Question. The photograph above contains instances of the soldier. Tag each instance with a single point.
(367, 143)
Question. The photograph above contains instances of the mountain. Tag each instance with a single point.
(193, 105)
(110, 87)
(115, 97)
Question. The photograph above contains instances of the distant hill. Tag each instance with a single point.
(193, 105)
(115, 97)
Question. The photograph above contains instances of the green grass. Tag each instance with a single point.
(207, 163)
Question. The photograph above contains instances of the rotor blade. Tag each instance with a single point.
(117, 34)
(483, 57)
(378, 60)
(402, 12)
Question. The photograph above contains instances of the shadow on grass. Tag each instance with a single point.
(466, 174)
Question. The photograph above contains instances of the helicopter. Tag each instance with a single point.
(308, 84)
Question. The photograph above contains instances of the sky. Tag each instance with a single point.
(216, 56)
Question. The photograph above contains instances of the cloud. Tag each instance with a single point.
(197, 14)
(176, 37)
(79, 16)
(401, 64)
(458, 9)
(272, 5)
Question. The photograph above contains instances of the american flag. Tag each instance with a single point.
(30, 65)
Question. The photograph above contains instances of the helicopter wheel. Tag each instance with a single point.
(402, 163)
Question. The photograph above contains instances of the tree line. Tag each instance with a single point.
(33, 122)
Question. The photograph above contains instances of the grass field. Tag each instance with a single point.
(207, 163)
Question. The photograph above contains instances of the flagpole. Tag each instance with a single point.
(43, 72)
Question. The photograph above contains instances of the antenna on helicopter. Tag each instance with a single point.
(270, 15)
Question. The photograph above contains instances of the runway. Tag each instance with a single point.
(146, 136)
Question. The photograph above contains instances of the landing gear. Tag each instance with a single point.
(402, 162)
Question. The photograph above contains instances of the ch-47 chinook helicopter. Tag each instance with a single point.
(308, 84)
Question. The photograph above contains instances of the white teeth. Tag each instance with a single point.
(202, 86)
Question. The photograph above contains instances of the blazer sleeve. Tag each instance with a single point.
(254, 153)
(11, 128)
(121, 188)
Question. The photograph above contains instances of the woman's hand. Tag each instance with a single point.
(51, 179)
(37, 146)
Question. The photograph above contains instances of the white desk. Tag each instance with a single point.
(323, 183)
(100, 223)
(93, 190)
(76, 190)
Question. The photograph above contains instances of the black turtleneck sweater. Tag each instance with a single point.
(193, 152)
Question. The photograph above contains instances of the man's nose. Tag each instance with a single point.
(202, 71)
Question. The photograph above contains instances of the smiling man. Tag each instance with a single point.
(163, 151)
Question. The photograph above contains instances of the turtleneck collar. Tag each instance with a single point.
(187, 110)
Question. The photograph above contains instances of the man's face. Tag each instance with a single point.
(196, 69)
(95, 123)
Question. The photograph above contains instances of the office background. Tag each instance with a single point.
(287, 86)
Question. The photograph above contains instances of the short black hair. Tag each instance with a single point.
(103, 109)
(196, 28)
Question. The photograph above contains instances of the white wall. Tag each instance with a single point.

━━━━━━━━

### WRITTEN REQUEST
Change every occurrence of "single point" in the records above to "single dot", leaving the rest of each line untouched.

### ANSWER TO THIS EXERCISE
Question. The photograph above contains instances of the soldier. Tag each instance with a single dot.
(367, 143)
Question. The photograph above contains instances of the mountain. Tag each instance with a single dot.
(193, 105)
(110, 87)
(115, 97)
Question. The photograph above contains instances of the distant hill. Tag each instance with a single dot.
(193, 105)
(115, 97)
Question. The photograph above contains instances of the green grass. Tag each instance with a single dot.
(207, 163)
Question. The photograph above contains instances of the rotor blade. Tag each instance with a single dot.
(117, 34)
(483, 57)
(378, 60)
(402, 12)
Question. The photograph above contains instances of the shadow on grass. Tag each instance with a single dot.
(466, 174)
Question. The photograph above contains instances of the helicopter. Tag each instance with a single dot.
(308, 84)
Question. The photograph above contains instances of the sky. Tag each instance with a single dot.
(216, 56)
Question. The photograph above contains instances of the cloud. Tag each instance with a single dot.
(197, 14)
(176, 37)
(79, 16)
(401, 64)
(458, 9)
(272, 5)
Question. The photograph above contains instances of the american flag. Tag each instance with a single dot.
(30, 65)
Question. The photograph above contains instances of the helicopter wheel. Tag each instance with a single dot.
(402, 163)
Question. The photograph above contains instances of the tree line. Tag each instance with a single dot.
(33, 122)
Question. The photograph above contains instances of the grass field. Tag each instance with a single dot.
(207, 163)
Question. The photograph above contains instances of the flagpole. Tag each instance with a single dot.
(43, 72)
Question. The photograph above contains instances of the antenna on helicopter. Tag each instance with a single dot.
(270, 15)
Question. The photograph above contains instances of the runway. Tag each instance with a single dot.
(146, 136)
Question. The photograph above contains instances of the landing gear. Tag each instance with a single dot.
(402, 162)
Question. The photograph above contains instances of the ch-47 chinook helicopter. Tag each instance with a single dot.
(308, 84)
Question. The photograph above contains instances of the white teeth. Tag each instance with a single dot.
(202, 86)
Question. The photograph above contains instances of the blazer sleeve. Tag each instance with a single dot.
(254, 153)
(11, 128)
(121, 188)
Question. The photograph above contains instances of the woman's hand. Tag each instance with a single dot.
(51, 179)
(37, 146)
Question. The photograph above contains instances of the white desk. Tag each instance with a single dot.
(323, 183)
(100, 223)
(93, 190)
(76, 190)
Question. The photograph above contains instances of the black turtleneck sweater. Tag each instance with a single dot.
(193, 152)
Question. The photograph above contains instances of the man's nose. Tag each instance with a single dot.
(202, 71)
Question. The photograph above contains instances of the smiling man. Tag each instance with a single dot.
(163, 151)
Question. The photograph above contains instances of the turtleneck collar. Tag each instance with a single dot.
(187, 110)
Question. The photograph above contains instances of the man's face. Tag each instance with a single dot.
(196, 69)
(95, 123)
Question. The photograph above contains instances of the office background. Tag each instance with a single dot.
(287, 86)
Question. The photograph above contains instances of the short black hair. Tag each instance with a single dot.
(103, 109)
(196, 28)
Question. The photograph above contains instances of the white wall. Tag each instance with a single dot.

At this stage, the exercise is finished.